Lay out the records below as a two-column CSV with the headers instruction and points, one row per record, covering everything from the start of the records through the line containing "point(52, 24)", inclusive. Put each record's text and its answer in a single quoted field, with line breaks replaced by spaces.
[start]
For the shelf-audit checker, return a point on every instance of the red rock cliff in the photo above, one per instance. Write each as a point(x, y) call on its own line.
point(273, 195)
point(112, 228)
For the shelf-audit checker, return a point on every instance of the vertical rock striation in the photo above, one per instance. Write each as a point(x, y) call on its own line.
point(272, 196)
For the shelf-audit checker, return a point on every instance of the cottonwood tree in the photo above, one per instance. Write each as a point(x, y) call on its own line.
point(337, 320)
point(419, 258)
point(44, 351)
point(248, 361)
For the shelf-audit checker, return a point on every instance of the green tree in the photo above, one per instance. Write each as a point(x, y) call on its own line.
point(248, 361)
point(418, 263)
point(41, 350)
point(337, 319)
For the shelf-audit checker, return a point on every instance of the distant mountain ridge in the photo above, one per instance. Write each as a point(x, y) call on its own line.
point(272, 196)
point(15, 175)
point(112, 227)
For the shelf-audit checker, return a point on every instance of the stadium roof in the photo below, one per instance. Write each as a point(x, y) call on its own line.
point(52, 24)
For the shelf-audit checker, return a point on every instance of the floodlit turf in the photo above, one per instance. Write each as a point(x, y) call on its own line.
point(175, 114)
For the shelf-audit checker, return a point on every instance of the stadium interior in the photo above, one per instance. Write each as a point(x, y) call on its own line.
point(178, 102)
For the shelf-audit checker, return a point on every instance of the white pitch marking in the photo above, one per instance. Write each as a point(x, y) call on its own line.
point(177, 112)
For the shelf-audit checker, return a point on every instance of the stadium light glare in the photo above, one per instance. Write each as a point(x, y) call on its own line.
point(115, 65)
[end]
:: RESPONSE ::
instruction,points
"For the shelf-audit checker, return a point on every instance of the red rock cliff in the photo above, one per instance. Write each as a point(x, y) call on its own line.","point(273, 195) point(112, 228)"
"For the shelf-audit checker, return a point on every instance of the vertical rock striation in the photo above, one per instance. Write each as a point(x, y) call on its own line.","point(272, 196)"
"For the shelf-audit checker, return a point on every instance of the cottonwood tree in the photo above, one per instance. Write each as a point(x, y) call on its own line.","point(337, 320) point(419, 258) point(44, 351) point(248, 361)"
"For the shelf-audit checker, return a point on every instance of the green tree in the photo above, one per instance. Write each as a point(x, y) call on its own line.","point(248, 361) point(418, 263) point(41, 350) point(337, 319)"
"For the shelf-audit checker, return a point on every instance of the distant mountain ridge in the photo above, one per instance. Write each as a point(x, y) call on its own line.","point(272, 196) point(15, 175) point(112, 227)"
"For the shelf-audit checker, return a point on every instance of the stadium roof in the photo below, one per instance. Write each as a point(x, y) call on its own line.","point(52, 24)"